Dataset records
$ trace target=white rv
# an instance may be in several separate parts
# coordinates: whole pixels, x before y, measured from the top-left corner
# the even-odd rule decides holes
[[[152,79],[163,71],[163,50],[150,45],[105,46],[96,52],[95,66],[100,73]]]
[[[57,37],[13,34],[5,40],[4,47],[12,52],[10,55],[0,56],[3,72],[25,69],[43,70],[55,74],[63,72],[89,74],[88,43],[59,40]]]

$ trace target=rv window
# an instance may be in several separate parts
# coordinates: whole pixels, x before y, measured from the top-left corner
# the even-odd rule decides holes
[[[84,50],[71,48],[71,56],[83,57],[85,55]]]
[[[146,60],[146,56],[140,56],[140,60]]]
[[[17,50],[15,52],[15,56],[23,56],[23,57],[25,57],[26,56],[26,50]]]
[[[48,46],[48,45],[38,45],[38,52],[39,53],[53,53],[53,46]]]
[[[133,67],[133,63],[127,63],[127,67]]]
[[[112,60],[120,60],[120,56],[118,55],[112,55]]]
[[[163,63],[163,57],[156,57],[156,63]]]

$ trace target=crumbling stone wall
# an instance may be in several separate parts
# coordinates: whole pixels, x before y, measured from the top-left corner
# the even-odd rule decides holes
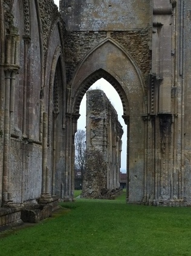
[[[103,91],[89,90],[86,96],[86,149],[88,154],[89,151],[91,154],[88,158],[83,189],[86,191],[91,187],[94,197],[93,191],[96,186],[98,193],[101,192],[101,189],[111,191],[120,187],[121,139],[123,131],[115,110]],[[97,151],[100,152],[105,163],[100,171],[98,166],[101,160],[94,157],[94,151],[96,155]]]

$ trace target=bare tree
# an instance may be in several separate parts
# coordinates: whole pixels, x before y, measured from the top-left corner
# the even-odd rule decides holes
[[[78,130],[75,134],[75,167],[80,170],[83,180],[86,155],[86,132]]]

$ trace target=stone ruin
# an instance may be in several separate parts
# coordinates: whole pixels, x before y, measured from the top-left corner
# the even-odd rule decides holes
[[[122,126],[100,90],[86,93],[86,162],[82,197],[109,199],[120,189]]]

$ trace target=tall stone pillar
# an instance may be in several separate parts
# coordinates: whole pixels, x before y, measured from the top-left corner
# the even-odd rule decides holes
[[[4,125],[4,150],[2,171],[2,204],[9,206],[12,203],[11,194],[8,191],[8,176],[10,171],[10,139],[11,112],[14,111],[15,79],[19,69],[18,63],[19,35],[18,29],[10,28],[10,33],[6,35],[6,51],[5,63],[5,106]]]

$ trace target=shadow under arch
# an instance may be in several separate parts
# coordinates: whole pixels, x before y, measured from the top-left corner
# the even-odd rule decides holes
[[[129,116],[129,103],[123,89],[121,88],[119,82],[112,76],[102,68],[94,72],[82,83],[79,90],[75,97],[76,100],[74,101],[73,108],[74,113],[79,113],[80,103],[84,94],[89,88],[100,78],[104,78],[115,89],[121,100],[123,109],[123,116]]]
[[[106,39],[86,54],[68,85],[67,113],[68,123],[71,125],[66,128],[71,133],[70,148],[74,155],[73,145],[82,97],[92,84],[102,77],[113,86],[121,100],[123,117],[128,126],[128,201],[140,203],[144,198],[146,164],[146,126],[142,117],[147,113],[144,82],[135,60],[111,39]]]

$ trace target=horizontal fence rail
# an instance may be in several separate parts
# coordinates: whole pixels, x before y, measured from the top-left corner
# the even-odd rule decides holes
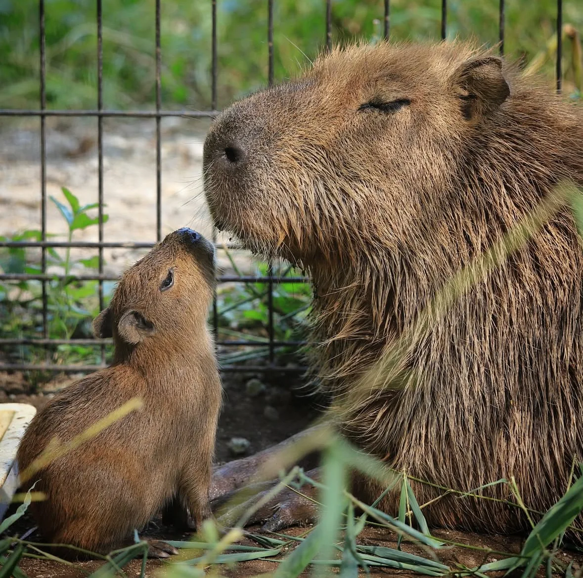
[[[42,299],[42,337],[21,337],[13,339],[0,339],[0,348],[8,346],[31,346],[43,348],[45,352],[45,360],[38,363],[18,362],[0,364],[0,371],[29,371],[42,370],[54,372],[88,372],[103,367],[105,365],[106,356],[104,345],[111,343],[111,340],[97,340],[85,339],[57,339],[48,334],[48,302],[47,284],[54,281],[98,281],[98,297],[100,309],[104,305],[103,283],[114,281],[118,276],[108,274],[104,272],[103,251],[106,249],[149,249],[153,246],[154,242],[136,241],[132,242],[109,242],[105,240],[103,228],[103,207],[106,191],[104,188],[103,167],[103,119],[108,118],[127,118],[153,119],[156,124],[156,239],[160,241],[162,229],[162,198],[161,198],[161,153],[160,121],[162,118],[182,117],[185,118],[213,118],[219,114],[217,110],[217,78],[218,52],[217,46],[217,0],[209,0],[209,9],[212,19],[211,65],[209,81],[211,87],[210,110],[163,110],[161,103],[161,69],[162,54],[161,50],[160,32],[160,0],[156,0],[155,5],[155,102],[153,110],[111,110],[103,107],[103,0],[96,0],[97,18],[97,107],[94,110],[50,110],[47,107],[46,89],[46,36],[45,33],[45,2],[38,0],[38,34],[39,50],[39,108],[29,109],[0,109],[0,118],[38,117],[40,120],[40,160],[39,169],[41,176],[40,191],[40,241],[0,241],[0,248],[38,249],[40,252],[40,272],[38,273],[1,273],[0,281],[38,281],[41,286]],[[268,70],[268,84],[274,82],[273,55],[273,8],[276,0],[266,0],[267,4],[266,42]],[[434,0],[436,8],[441,4],[440,32],[441,38],[447,37],[448,0]],[[339,3],[336,0],[334,3]],[[391,6],[389,0],[379,2],[380,10],[382,10],[382,32],[385,38],[389,37],[391,31]],[[382,8],[381,8],[382,7]],[[322,16],[324,26],[322,27],[323,44],[326,50],[332,45],[332,0],[326,0],[322,5]],[[501,54],[504,54],[505,41],[505,0],[499,0],[498,9],[498,47]],[[557,57],[556,66],[556,90],[561,90],[561,59],[563,44],[561,30],[563,27],[563,0],[557,0],[556,31]],[[97,201],[99,210],[97,241],[65,242],[51,241],[48,238],[47,231],[47,148],[46,120],[50,117],[93,117],[97,119],[97,158],[98,184]],[[238,249],[240,246],[234,244],[218,245],[216,243],[216,231],[213,231],[213,241],[217,248]],[[98,251],[97,272],[93,274],[71,274],[69,275],[54,274],[48,271],[47,253],[50,249],[57,248],[94,249]],[[266,275],[222,275],[217,277],[219,283],[265,283],[267,285],[268,304],[268,319],[267,322],[267,338],[255,340],[252,336],[248,340],[216,340],[219,346],[223,347],[248,346],[254,348],[265,347],[268,351],[268,363],[266,365],[241,365],[223,364],[221,369],[224,372],[297,372],[304,371],[304,368],[295,366],[280,366],[275,364],[275,348],[279,347],[298,348],[305,345],[303,341],[279,341],[275,337],[273,288],[278,283],[305,283],[309,280],[304,276],[280,277],[273,274],[272,263],[268,264]],[[211,322],[213,330],[216,336],[219,332],[219,318],[220,312],[218,311],[217,296],[213,295]],[[59,365],[51,363],[50,353],[51,348],[63,346],[94,346],[101,348],[101,363],[94,365]]]

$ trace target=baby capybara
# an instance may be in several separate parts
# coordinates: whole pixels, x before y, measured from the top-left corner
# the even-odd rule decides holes
[[[514,476],[536,519],[583,458],[583,251],[567,203],[410,332],[558,182],[583,185],[581,107],[542,86],[467,44],[350,46],[229,107],[205,143],[216,224],[309,273],[308,353],[339,428],[415,479],[434,526],[528,530],[507,484],[476,492],[494,499],[438,487]],[[399,343],[385,386],[354,395]],[[229,489],[224,473],[241,479],[227,468],[213,485]],[[369,503],[382,489],[355,481]]]
[[[19,471],[54,438],[66,443],[132,398],[143,406],[31,478],[46,495],[30,510],[48,541],[107,552],[131,544],[134,530],[164,505],[168,515],[181,506],[178,521],[191,525],[211,515],[222,396],[206,326],[214,284],[214,248],[188,228],[168,235],[121,278],[93,322],[97,336],[113,337],[113,363],[35,416],[19,448]],[[175,553],[154,541],[149,550]]]

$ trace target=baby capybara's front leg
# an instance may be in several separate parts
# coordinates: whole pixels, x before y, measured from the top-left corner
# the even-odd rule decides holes
[[[208,464],[193,464],[185,473],[181,484],[182,503],[188,508],[187,525],[189,529],[197,529],[204,520],[212,518],[209,491],[210,488],[212,466]],[[184,514],[178,514],[178,520],[184,524]]]
[[[318,426],[309,428],[253,456],[215,466],[209,493],[210,500],[222,503],[224,501],[221,498],[253,482],[268,460],[304,438],[314,435],[319,429]]]

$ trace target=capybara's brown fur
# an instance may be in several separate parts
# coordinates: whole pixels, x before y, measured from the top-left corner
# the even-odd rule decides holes
[[[217,225],[310,274],[309,355],[338,400],[557,182],[583,185],[583,117],[493,51],[354,45],[226,110],[204,164]],[[353,403],[339,425],[442,488],[514,476],[540,512],[583,458],[583,251],[569,208],[502,261],[417,326],[399,387]],[[357,487],[369,501],[381,489]],[[436,499],[423,510],[434,526],[529,527],[515,506],[414,489]],[[477,493],[516,503],[507,484]],[[398,496],[383,503],[394,514]]]
[[[35,416],[18,450],[20,471],[53,438],[67,443],[133,398],[143,405],[30,478],[46,494],[30,509],[47,541],[107,552],[131,544],[165,504],[187,508],[189,519],[178,521],[191,525],[210,515],[222,396],[206,326],[214,284],[214,248],[190,229],[167,235],[124,273],[93,323],[98,337],[113,337],[113,364]],[[150,543],[152,555],[168,552]]]

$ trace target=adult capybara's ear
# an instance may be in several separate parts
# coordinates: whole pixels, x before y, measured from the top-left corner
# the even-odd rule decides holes
[[[139,343],[146,337],[153,334],[154,325],[139,311],[132,309],[122,316],[117,324],[120,337],[128,343]]]
[[[454,73],[452,80],[467,121],[487,116],[510,94],[502,59],[497,57],[466,61]]]
[[[109,307],[104,309],[93,319],[93,334],[100,339],[113,336],[111,311]]]

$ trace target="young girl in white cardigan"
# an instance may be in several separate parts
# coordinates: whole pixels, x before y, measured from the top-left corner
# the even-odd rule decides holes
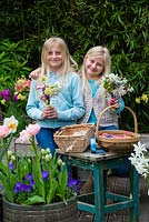
[[[30,73],[31,78],[37,78],[40,69]],[[97,123],[98,115],[108,105],[113,102],[112,97],[107,94],[107,90],[101,84],[102,78],[111,73],[111,57],[106,47],[97,46],[88,50],[85,56],[81,70],[81,85],[83,92],[83,102],[86,108],[85,115],[79,123]],[[100,130],[117,130],[118,114],[123,110],[125,103],[121,98],[115,100],[116,109],[109,109],[101,119]],[[112,103],[113,104],[113,103]],[[81,189],[81,193],[91,192],[93,189],[93,176],[90,173],[89,179]]]

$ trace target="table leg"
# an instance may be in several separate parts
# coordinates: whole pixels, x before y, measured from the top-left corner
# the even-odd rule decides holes
[[[130,209],[130,222],[139,222],[139,174],[133,167],[130,169],[130,194],[135,202]]]
[[[93,167],[93,179],[95,179],[95,209],[96,209],[95,222],[105,222],[103,171],[100,164],[95,164]]]

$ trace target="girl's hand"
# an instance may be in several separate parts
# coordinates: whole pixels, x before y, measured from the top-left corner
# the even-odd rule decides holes
[[[51,105],[47,105],[42,112],[42,119],[57,119],[58,118],[58,113],[56,111],[56,109]]]
[[[118,103],[118,99],[117,98],[110,99],[109,105],[113,105],[113,104],[116,104],[116,108],[119,108],[119,103]]]
[[[41,68],[38,68],[33,70],[32,72],[30,72],[29,78],[37,80],[40,75],[40,72],[41,72]]]

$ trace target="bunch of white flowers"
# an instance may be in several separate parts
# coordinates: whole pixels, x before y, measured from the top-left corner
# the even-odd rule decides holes
[[[132,92],[133,88],[128,84],[128,80],[118,74],[110,73],[102,78],[102,85],[107,89],[108,93],[112,93],[115,97],[121,97],[127,92]]]
[[[140,141],[138,144],[133,144],[133,147],[135,150],[131,153],[129,160],[138,173],[145,176],[149,195],[149,151],[147,150],[147,145],[142,144]]]

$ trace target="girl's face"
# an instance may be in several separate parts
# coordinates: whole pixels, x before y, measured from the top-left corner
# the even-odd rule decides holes
[[[60,71],[62,67],[62,52],[58,43],[54,43],[48,51],[47,63],[53,72]]]
[[[98,80],[103,72],[105,62],[102,57],[87,57],[85,69],[88,79]]]

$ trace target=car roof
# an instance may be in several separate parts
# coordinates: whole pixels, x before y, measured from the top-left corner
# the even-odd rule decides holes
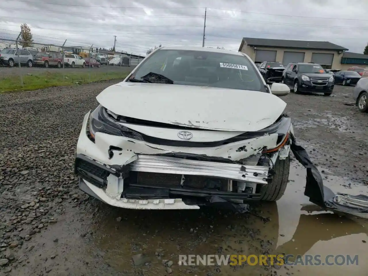
[[[218,49],[217,48],[211,48],[210,47],[188,47],[187,46],[164,46],[159,48],[162,50],[178,50],[186,51],[202,51],[206,52],[212,52],[215,53],[222,53],[224,54],[231,54],[244,56],[244,54],[240,52],[231,51],[229,50],[224,49]]]

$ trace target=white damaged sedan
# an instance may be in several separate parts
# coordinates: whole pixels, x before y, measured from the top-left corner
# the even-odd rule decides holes
[[[96,97],[75,171],[85,192],[138,209],[277,200],[293,127],[285,85],[265,82],[245,54],[163,47]]]

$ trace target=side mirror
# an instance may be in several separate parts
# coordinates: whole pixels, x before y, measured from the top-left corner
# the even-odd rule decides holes
[[[290,93],[290,88],[284,84],[274,82],[271,86],[271,93],[279,97],[286,96]]]

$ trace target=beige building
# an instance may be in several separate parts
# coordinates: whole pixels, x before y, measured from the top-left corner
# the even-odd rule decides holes
[[[251,38],[243,38],[239,48],[239,52],[247,54],[256,63],[276,61],[286,66],[291,62],[313,62],[325,69],[343,69],[341,61],[348,50],[327,41]],[[346,65],[347,64],[344,64],[344,69]],[[352,66],[356,66],[351,64],[347,68]]]

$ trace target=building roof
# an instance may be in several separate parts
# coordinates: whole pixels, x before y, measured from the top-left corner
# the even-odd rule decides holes
[[[244,42],[249,46],[255,46],[272,48],[286,48],[294,49],[314,49],[335,51],[348,51],[345,47],[340,46],[328,41],[308,41],[302,40],[284,40],[270,39],[267,38],[243,38],[239,51],[243,47]]]
[[[351,52],[345,52],[343,55],[343,57],[347,59],[368,59],[368,54],[359,54],[357,53],[352,53]]]

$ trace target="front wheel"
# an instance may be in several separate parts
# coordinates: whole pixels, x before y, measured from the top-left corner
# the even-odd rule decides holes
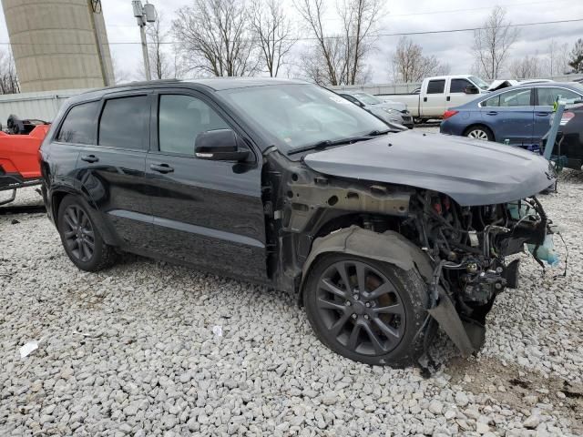
[[[81,200],[66,196],[58,208],[57,224],[65,251],[77,268],[97,271],[115,262],[114,249],[106,244]]]
[[[308,320],[322,343],[367,364],[404,367],[423,353],[426,287],[415,270],[344,254],[318,259],[307,278]]]

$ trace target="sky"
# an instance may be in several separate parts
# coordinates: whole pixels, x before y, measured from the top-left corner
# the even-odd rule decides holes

What is needed
Copy the entries word for word, starting at the line that contains "trace target=beige building" and continuing to the end of the entries, and leave out the pictures.

Expected output
$ trace target=beige building
# an instance may be in several separate parts
# coordinates: whole pixels, x before y, measured from the top-left corner
# the even-odd rule decides holes
[[[251,38],[243,38],[239,48],[239,52],[247,54],[256,63],[276,61],[286,66],[291,62],[313,62],[325,69],[343,69],[341,61],[348,50],[327,41]],[[346,65],[347,64],[344,64],[344,69]],[[352,66],[356,66],[351,64],[347,68]]]

$ trace target=building roof
# an instance may be in several separate parts
# coordinates: whole pixels, x before y, measured from the top-left corner
# the even-odd rule decides holes
[[[244,42],[249,46],[255,46],[272,48],[286,48],[294,49],[314,49],[335,51],[348,51],[345,47],[340,46],[328,41],[308,41],[302,40],[284,40],[270,39],[267,38],[243,38],[239,51],[243,47]]]
[[[351,52],[345,52],[343,55],[343,57],[347,59],[368,59],[368,54],[359,54],[357,53],[352,53]]]

$ trace target="front wheel"
# an instance may be in several separate parts
# coordinates: whole pixels, x before y, measured from the top-left corner
# the even-odd rule decides holes
[[[81,200],[66,196],[58,208],[57,224],[65,251],[77,268],[97,271],[115,262],[114,249],[106,244]]]
[[[308,320],[322,343],[367,364],[404,367],[423,353],[426,287],[415,270],[344,254],[318,259],[307,278]]]

$ trace target="sky"
# an instance may be in several separate parts
# coordinates: whole pixels, x before y, measured from the top-left corner
# the even-odd rule decides holes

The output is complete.